> _What is being asked_: Rewrite the data from the start through the line containing "x=710 y=274", replacing "single point" with "one point" and keeping everything else the same. Leave the pictures out.

-- BEGIN Source material --

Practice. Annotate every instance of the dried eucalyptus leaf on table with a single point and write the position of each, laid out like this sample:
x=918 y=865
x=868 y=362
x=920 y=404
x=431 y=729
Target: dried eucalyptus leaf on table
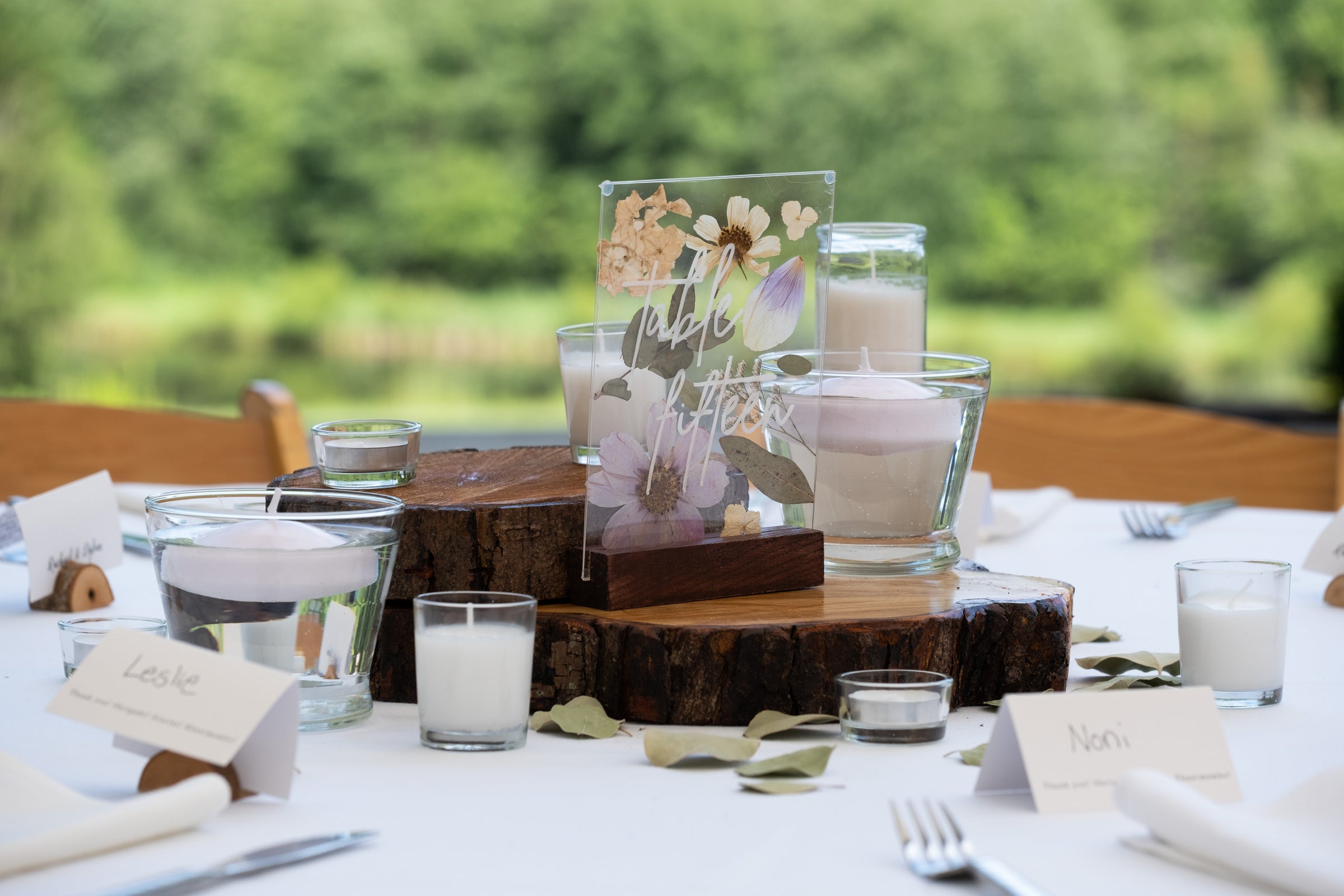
x=800 y=763
x=768 y=722
x=582 y=716
x=1143 y=661
x=777 y=477
x=777 y=786
x=1088 y=634
x=670 y=747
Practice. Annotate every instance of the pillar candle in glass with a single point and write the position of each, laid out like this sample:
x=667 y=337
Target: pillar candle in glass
x=589 y=359
x=291 y=580
x=1233 y=620
x=877 y=293
x=474 y=668
x=897 y=436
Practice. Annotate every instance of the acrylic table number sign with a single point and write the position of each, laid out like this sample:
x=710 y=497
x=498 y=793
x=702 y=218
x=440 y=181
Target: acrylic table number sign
x=710 y=274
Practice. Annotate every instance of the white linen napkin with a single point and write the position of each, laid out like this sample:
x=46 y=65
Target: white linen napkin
x=1018 y=511
x=44 y=823
x=1291 y=844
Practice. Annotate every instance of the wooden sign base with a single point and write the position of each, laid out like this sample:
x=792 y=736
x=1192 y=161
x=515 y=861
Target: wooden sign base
x=167 y=769
x=777 y=559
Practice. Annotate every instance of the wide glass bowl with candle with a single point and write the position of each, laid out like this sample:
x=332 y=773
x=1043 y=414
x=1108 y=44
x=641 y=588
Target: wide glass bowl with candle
x=291 y=580
x=897 y=437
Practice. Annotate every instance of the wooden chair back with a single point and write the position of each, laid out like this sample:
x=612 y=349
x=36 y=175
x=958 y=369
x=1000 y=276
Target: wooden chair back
x=1144 y=452
x=45 y=445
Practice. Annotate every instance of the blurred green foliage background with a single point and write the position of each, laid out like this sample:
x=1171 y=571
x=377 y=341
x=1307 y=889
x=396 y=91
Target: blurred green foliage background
x=390 y=204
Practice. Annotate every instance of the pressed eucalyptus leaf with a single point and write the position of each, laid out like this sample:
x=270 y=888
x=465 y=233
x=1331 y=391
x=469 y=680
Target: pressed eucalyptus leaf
x=777 y=786
x=777 y=477
x=1143 y=661
x=617 y=389
x=800 y=763
x=1088 y=634
x=670 y=747
x=795 y=365
x=973 y=757
x=768 y=722
x=585 y=716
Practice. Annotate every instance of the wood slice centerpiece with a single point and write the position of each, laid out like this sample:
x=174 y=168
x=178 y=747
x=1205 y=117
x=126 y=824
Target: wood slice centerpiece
x=506 y=521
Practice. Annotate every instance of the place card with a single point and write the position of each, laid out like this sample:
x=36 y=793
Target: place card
x=76 y=521
x=1327 y=555
x=1070 y=749
x=169 y=695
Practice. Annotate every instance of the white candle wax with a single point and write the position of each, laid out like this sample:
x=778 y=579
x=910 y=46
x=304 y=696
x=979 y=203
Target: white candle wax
x=474 y=679
x=367 y=454
x=1233 y=641
x=895 y=708
x=609 y=414
x=877 y=314
x=269 y=561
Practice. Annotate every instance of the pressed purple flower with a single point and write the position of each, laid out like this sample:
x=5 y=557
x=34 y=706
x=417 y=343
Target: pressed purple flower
x=773 y=308
x=656 y=510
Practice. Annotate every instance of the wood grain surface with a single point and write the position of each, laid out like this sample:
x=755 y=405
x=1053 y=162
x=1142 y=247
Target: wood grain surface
x=1143 y=452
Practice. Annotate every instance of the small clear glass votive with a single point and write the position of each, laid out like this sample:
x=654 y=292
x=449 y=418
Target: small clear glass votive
x=474 y=668
x=293 y=580
x=81 y=634
x=1233 y=621
x=897 y=433
x=893 y=706
x=590 y=414
x=367 y=454
x=877 y=288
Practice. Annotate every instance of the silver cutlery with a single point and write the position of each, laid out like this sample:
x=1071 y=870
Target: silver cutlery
x=942 y=856
x=253 y=863
x=1146 y=523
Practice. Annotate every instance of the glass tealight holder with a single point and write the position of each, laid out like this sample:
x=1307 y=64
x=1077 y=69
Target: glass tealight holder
x=590 y=358
x=1233 y=621
x=81 y=634
x=367 y=454
x=893 y=706
x=474 y=668
x=877 y=292
x=293 y=580
x=897 y=436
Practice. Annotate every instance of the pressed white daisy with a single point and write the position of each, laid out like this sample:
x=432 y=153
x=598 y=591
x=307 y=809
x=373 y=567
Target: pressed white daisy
x=744 y=231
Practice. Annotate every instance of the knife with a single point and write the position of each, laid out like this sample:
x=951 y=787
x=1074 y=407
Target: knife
x=253 y=863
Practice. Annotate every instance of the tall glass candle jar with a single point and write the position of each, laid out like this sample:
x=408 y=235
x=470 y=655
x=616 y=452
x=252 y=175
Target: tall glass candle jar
x=1233 y=618
x=877 y=293
x=291 y=580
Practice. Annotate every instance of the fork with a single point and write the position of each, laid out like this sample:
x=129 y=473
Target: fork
x=937 y=856
x=1144 y=523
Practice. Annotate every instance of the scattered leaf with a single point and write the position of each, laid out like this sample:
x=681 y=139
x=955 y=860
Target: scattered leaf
x=768 y=722
x=648 y=346
x=777 y=477
x=1088 y=634
x=585 y=716
x=795 y=365
x=800 y=763
x=972 y=757
x=777 y=786
x=1121 y=683
x=616 y=389
x=670 y=747
x=669 y=361
x=1144 y=661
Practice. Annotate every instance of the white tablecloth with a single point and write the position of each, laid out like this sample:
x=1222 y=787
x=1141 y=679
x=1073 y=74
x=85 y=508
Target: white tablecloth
x=566 y=816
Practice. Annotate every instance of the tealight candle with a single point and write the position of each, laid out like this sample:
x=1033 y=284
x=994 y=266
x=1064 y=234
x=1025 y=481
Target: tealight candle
x=1233 y=622
x=474 y=668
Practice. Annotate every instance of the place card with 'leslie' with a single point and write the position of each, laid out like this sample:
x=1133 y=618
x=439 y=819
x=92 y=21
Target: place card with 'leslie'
x=167 y=695
x=1070 y=749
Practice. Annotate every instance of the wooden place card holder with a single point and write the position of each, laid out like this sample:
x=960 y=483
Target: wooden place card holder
x=777 y=559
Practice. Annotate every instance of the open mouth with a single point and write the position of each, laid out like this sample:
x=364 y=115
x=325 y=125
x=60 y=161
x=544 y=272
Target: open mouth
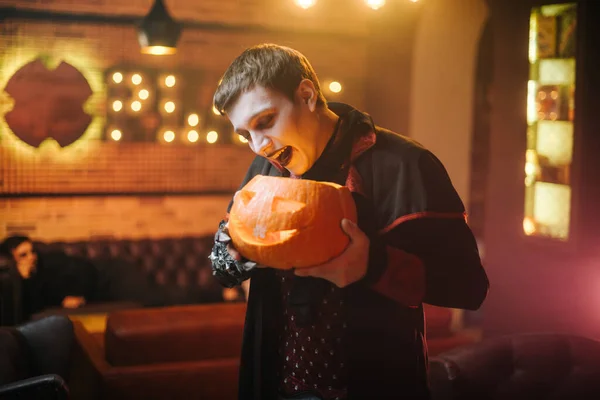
x=282 y=156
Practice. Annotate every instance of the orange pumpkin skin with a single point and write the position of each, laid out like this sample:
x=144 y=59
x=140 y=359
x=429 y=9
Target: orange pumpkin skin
x=290 y=223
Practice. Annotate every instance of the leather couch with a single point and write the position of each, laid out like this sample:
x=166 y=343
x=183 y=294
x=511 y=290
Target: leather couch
x=35 y=359
x=520 y=367
x=170 y=353
x=185 y=352
x=181 y=261
x=180 y=265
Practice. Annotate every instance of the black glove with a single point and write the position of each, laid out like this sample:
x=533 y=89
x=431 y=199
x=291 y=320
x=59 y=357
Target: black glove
x=228 y=271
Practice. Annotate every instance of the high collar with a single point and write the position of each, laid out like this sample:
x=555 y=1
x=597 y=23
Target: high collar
x=355 y=135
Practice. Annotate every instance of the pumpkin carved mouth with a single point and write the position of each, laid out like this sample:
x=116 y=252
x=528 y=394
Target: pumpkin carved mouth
x=259 y=234
x=283 y=223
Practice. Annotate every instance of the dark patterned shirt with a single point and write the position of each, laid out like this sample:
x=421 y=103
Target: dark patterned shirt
x=313 y=356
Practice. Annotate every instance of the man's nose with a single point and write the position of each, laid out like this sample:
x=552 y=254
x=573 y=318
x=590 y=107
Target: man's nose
x=261 y=143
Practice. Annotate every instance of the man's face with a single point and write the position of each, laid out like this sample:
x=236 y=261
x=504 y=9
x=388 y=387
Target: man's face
x=277 y=128
x=25 y=258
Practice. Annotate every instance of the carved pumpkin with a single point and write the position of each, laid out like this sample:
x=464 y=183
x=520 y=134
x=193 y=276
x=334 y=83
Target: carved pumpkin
x=285 y=223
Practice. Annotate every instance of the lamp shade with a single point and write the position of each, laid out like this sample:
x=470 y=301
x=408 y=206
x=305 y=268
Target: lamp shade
x=158 y=32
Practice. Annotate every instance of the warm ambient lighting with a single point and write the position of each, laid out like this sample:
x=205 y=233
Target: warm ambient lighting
x=305 y=3
x=143 y=94
x=193 y=119
x=528 y=226
x=170 y=81
x=375 y=4
x=116 y=135
x=169 y=136
x=193 y=136
x=159 y=33
x=169 y=107
x=212 y=136
x=335 y=87
x=117 y=77
x=159 y=50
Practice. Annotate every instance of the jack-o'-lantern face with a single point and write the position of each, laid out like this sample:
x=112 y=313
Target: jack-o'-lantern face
x=284 y=223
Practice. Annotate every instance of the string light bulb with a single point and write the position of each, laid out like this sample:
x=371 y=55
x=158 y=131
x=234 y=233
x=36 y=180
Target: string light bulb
x=335 y=87
x=193 y=119
x=143 y=94
x=169 y=136
x=212 y=136
x=170 y=81
x=375 y=4
x=193 y=136
x=305 y=4
x=116 y=135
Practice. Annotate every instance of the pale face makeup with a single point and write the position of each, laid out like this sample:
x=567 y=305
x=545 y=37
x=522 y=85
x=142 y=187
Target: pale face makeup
x=284 y=131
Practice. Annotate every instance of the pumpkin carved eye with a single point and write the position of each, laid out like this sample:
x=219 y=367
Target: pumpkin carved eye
x=246 y=196
x=282 y=205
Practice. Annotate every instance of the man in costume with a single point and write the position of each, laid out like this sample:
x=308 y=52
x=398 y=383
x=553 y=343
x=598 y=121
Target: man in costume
x=352 y=328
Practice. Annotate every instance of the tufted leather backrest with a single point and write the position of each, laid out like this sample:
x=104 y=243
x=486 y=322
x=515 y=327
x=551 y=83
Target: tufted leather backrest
x=180 y=261
x=526 y=366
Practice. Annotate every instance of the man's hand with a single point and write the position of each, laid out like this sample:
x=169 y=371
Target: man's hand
x=348 y=267
x=73 y=302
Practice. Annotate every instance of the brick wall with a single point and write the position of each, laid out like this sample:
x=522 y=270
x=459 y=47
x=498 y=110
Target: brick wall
x=82 y=218
x=323 y=33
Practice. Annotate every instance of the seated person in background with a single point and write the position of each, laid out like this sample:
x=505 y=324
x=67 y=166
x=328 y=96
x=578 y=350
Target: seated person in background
x=51 y=280
x=55 y=279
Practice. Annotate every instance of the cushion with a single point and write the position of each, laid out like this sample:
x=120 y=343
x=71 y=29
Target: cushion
x=174 y=334
x=13 y=356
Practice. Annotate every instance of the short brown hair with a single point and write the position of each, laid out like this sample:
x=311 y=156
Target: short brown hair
x=269 y=65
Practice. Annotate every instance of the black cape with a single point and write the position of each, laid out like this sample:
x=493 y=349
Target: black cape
x=404 y=199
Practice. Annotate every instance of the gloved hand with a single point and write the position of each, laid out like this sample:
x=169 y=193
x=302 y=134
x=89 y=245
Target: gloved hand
x=228 y=271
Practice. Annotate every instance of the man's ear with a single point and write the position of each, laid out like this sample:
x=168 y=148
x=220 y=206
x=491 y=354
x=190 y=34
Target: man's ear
x=307 y=94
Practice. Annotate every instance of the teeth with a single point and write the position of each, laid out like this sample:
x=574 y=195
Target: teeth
x=278 y=153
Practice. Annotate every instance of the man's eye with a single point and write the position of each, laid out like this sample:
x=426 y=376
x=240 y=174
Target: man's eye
x=264 y=122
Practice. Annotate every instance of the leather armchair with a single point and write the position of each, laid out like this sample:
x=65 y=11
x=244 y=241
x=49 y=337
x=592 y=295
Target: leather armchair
x=519 y=367
x=35 y=359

-- END Source material --

> _Solution to this exercise_:
Practice. Annotate every instance of the dried eucalyptus leaf on table with a one point and write the position of each, laid out like this sample:
x=918 y=865
x=868 y=362
x=920 y=404
x=431 y=729
Target: dried eucalyptus leaf on table
x=800 y=763
x=768 y=722
x=582 y=716
x=1143 y=661
x=777 y=477
x=777 y=786
x=1088 y=634
x=670 y=747
Practice. Annotate every instance of the pillar candle in glass with a one point and write the position of each, laid out like this sample:
x=667 y=337
Target: pillar candle in glass
x=589 y=359
x=291 y=580
x=1233 y=620
x=877 y=293
x=474 y=668
x=897 y=436
Practice. Annotate every instance of the acrylic table number sign with a one point and write the position of each, laid out like this sample:
x=710 y=497
x=498 y=793
x=702 y=218
x=440 y=181
Target: acrylic table number sign
x=710 y=274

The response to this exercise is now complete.